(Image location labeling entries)

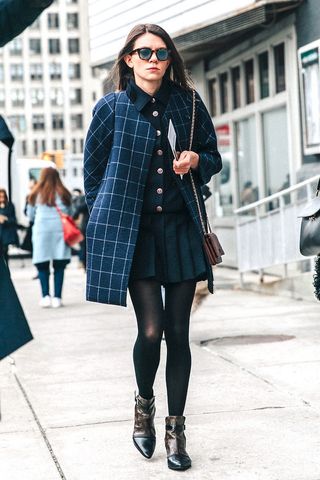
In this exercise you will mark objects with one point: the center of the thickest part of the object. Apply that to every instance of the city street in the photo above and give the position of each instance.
(253, 408)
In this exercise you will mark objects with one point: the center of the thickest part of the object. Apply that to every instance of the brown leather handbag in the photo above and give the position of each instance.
(211, 244)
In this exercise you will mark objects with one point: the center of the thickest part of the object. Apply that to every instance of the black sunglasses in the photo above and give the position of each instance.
(145, 53)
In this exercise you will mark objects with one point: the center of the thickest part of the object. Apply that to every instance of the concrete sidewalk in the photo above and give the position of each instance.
(253, 410)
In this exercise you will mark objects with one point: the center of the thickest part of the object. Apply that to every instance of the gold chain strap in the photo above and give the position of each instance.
(190, 146)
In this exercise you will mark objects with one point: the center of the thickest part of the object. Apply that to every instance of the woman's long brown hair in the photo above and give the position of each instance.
(121, 73)
(48, 186)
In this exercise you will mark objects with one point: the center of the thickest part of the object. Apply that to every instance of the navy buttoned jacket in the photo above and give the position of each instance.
(118, 150)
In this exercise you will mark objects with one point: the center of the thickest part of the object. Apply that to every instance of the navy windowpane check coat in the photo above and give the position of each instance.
(118, 150)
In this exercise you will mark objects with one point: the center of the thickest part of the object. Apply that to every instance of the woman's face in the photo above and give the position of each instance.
(151, 70)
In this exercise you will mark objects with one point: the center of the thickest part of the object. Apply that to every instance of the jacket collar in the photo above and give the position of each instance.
(141, 98)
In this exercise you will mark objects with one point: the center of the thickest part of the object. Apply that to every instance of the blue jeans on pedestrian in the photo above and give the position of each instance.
(44, 276)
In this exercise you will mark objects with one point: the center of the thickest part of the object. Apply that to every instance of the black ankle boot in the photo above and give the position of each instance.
(175, 442)
(144, 434)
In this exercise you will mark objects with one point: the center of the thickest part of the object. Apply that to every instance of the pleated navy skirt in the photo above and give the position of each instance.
(168, 249)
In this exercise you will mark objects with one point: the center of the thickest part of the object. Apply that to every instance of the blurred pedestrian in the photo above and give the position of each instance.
(8, 224)
(47, 233)
(144, 229)
(76, 198)
(16, 15)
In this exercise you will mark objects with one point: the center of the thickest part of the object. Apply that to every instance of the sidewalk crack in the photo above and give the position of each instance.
(41, 429)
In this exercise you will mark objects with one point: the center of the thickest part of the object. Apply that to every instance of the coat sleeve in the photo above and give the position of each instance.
(16, 15)
(97, 147)
(205, 144)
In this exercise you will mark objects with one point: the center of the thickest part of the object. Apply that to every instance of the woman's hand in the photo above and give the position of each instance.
(185, 160)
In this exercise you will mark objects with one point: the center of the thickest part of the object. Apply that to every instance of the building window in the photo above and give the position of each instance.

■ TASK INSTRUCTIONS
Give an exact reproduction of every line, leaving out any picture.

■ RESULT
In this exercise you will mark objects with one point: the center of the thickest part of the object. Apply that to every instance of the city street in the photo above and give the position of each instance.
(253, 408)
In this exercise you will mark objects with one point: the center of the thickest part of the object. Apply that to every instance of the brown leather handbag in the photo above and give the position of each instance.
(211, 244)
In this exercise you will mark objects with one point: the center of the thickest part of the object. Apply that to every instance of the black sunglasses in the photo above and give the position of each instance.
(145, 53)
In this exercise you will mark objects with one point: the center of the thickest part of the object. Apply that to every instance of the concrete sidewalk in the photo above and give the position of each instance.
(253, 410)
In this exercise you will mark objects with one point: the center of the thickest part of the object. Apply that to every instance of the gold chain strap in the photo above and give the position of each instance.
(190, 146)
In this exercise you will mark objects with one point: the center of the thickest part of the object. Apply that to every instance of the woman's long brown hair in the photo above and give the position of each instance.
(121, 73)
(48, 186)
In this exercise you will mark objects with one point: the center of the thickest part of the object. Apply that to every instance of the navy buttoned jacket in the photo above and give the position of each instance.
(118, 150)
In this exercise you will mark objects with one point: the center of the thickest part of the object. Apply that to every instance of the navy windowpane check coat in the photo above and give the position of each instance.
(118, 150)
In this exercise you will mark objects with one point: the center of the thickest part of the object. Apply that to every instance of the woman's face in the photo above and give the position of each instance.
(151, 70)
In this exercise you will mark objects with one point: the center of the thickest part of the object. Apply that to every instance of the jacket collar in the photo above and give the position of each instance.
(141, 98)
In this exercise you will mark objects with one point: the center of the thickest part of the object. Apply that to every instance of the blue jeans on pedestrian in the photo above and give the position of each instance.
(44, 276)
In this exercise you will mark objects with one point: the center of the thickest part of the object. Apply that to every instance of the black ankle boot in the photo above and give the position of each instance.
(175, 442)
(144, 434)
In this exercise you will mark objects with one point: the center of the thickest part of the object. Apply that to every instance of the pleated navy skirt in the photo above and give the position of each instance.
(168, 249)
In this exercise you will mark objects with one point: the center of the thickest part of the object. Apply that to every instance of the blurred pedestrian in the photo above and give the position of each instance.
(8, 224)
(47, 233)
(144, 229)
(76, 198)
(16, 15)
In this exercise you will mark objects with one point: the center of the thickest part of the object. Apply that to every instance of the sidewalk crack in the photo above and give the position of each instance.
(41, 429)
In this exercise you will mark objects with one point: the center of the thickest part of the object. Apply that to every instance of the coat sleeve in the photo above and give the position of each instance.
(16, 15)
(97, 147)
(205, 144)
In this exercise you will mark objects with one point: the center of the thickest part of the object. Apply that to every instance of the woman's hand in the photo above and give the position of each instance.
(185, 160)
In this exercise you will mark objects with one point: the center of the thickest part of the object. Apply that to every instance of the building window in the photo above and give the position of each instance.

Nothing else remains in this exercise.